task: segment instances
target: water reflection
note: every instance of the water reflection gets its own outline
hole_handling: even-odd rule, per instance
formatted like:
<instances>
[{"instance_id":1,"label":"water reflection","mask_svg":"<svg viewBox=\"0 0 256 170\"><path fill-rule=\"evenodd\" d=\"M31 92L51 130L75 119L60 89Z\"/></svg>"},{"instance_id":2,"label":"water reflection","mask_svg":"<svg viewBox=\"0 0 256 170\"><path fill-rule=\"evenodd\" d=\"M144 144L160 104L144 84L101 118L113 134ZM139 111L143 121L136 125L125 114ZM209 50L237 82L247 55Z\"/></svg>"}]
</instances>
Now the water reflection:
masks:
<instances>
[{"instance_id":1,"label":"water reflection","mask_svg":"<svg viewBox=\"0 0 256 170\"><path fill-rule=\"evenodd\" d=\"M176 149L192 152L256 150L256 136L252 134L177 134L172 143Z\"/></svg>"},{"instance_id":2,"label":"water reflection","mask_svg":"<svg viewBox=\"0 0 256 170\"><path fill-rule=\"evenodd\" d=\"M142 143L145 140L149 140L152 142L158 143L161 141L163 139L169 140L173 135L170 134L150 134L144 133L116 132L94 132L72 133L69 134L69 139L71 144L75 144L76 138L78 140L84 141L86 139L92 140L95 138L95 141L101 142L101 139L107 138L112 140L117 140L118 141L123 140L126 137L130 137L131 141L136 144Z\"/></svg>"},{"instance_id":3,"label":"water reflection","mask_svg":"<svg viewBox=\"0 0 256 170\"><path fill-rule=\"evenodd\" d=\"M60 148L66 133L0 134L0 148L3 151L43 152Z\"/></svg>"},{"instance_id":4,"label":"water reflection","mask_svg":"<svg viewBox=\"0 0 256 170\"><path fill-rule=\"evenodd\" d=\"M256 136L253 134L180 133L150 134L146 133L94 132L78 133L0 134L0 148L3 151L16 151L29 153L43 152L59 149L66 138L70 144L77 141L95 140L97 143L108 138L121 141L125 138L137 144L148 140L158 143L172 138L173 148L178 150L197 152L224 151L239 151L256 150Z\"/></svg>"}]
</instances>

----

What the exercise asks
Repeat all of the data above verbatim, with every line and character unchanged.

Solution below
task: segment instances
target: water reflection
note: every instance of the water reflection gets its own outline
hole_handling: even-odd rule, per instance
formatted like:
<instances>
[{"instance_id":1,"label":"water reflection","mask_svg":"<svg viewBox=\"0 0 256 170\"><path fill-rule=\"evenodd\" d=\"M31 92L51 130L75 119L60 89Z\"/></svg>"},{"instance_id":2,"label":"water reflection","mask_svg":"<svg viewBox=\"0 0 256 170\"><path fill-rule=\"evenodd\" d=\"M144 144L160 104L144 84L101 118L113 134ZM139 111L143 121L136 125L125 114ZM209 50L237 82L247 55Z\"/></svg>"}]
</instances>
Now the water reflection:
masks:
<instances>
[{"instance_id":1,"label":"water reflection","mask_svg":"<svg viewBox=\"0 0 256 170\"><path fill-rule=\"evenodd\" d=\"M176 149L192 152L256 150L256 136L252 134L177 134L172 143Z\"/></svg>"},{"instance_id":2,"label":"water reflection","mask_svg":"<svg viewBox=\"0 0 256 170\"><path fill-rule=\"evenodd\" d=\"M142 143L145 140L149 140L152 142L158 143L161 141L163 139L169 140L173 135L170 134L150 134L144 133L116 132L94 132L72 133L69 134L69 139L71 144L75 144L76 138L78 140L84 141L86 139L92 140L95 138L95 141L101 142L101 139L107 138L112 140L117 140L118 141L123 140L126 137L130 137L131 141L136 144Z\"/></svg>"},{"instance_id":3,"label":"water reflection","mask_svg":"<svg viewBox=\"0 0 256 170\"><path fill-rule=\"evenodd\" d=\"M60 148L66 133L0 134L0 148L3 151L43 152Z\"/></svg>"},{"instance_id":4,"label":"water reflection","mask_svg":"<svg viewBox=\"0 0 256 170\"><path fill-rule=\"evenodd\" d=\"M256 136L253 134L180 133L150 134L146 133L94 132L78 133L0 134L0 148L3 151L16 151L29 153L43 152L59 149L66 138L70 144L77 141L95 140L97 143L108 138L121 141L125 138L137 144L148 140L158 143L172 138L173 148L178 150L197 152L224 151L239 151L256 150Z\"/></svg>"}]
</instances>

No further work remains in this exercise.